> Requirements
Count the lines in the records below that contain the word "debris" and reply with that number alone.

> Dataset items
================================

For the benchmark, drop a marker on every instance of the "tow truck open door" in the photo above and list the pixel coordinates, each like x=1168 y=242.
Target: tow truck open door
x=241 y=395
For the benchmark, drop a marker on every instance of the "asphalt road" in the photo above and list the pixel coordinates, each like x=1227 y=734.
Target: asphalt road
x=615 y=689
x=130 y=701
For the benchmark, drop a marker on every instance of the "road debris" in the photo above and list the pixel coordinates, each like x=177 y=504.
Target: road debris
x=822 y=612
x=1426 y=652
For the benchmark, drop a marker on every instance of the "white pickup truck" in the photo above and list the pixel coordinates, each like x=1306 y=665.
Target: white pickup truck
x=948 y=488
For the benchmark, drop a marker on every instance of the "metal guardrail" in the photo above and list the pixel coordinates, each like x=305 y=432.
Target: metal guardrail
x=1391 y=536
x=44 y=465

================================

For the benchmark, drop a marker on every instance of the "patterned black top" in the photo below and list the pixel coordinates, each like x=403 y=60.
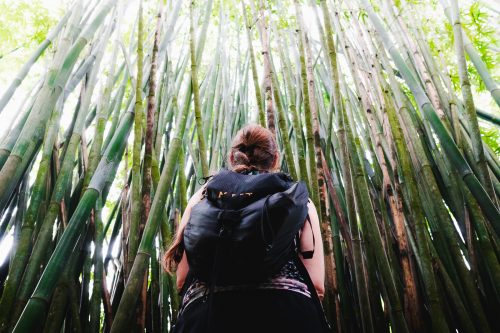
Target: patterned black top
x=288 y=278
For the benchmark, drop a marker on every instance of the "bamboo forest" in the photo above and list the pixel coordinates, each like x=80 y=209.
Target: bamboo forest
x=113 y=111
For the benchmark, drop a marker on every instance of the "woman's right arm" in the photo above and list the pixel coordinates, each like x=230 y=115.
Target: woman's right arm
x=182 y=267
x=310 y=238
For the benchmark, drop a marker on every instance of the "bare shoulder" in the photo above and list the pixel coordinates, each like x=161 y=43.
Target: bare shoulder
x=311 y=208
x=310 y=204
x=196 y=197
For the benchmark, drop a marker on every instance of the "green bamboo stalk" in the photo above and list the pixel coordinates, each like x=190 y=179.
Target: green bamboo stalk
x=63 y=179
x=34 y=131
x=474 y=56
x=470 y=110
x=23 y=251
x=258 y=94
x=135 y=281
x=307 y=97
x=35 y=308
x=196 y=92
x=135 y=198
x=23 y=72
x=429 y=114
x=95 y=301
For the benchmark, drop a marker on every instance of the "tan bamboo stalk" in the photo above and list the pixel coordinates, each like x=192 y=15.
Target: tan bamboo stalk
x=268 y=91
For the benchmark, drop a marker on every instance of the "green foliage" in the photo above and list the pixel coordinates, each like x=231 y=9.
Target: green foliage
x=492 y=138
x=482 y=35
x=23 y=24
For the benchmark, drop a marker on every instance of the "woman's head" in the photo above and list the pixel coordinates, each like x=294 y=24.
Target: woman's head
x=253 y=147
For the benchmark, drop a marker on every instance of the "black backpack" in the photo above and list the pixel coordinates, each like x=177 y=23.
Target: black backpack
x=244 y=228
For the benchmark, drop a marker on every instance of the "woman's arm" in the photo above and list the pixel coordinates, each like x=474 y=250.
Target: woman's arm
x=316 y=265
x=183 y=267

================================

> Exercise solution
2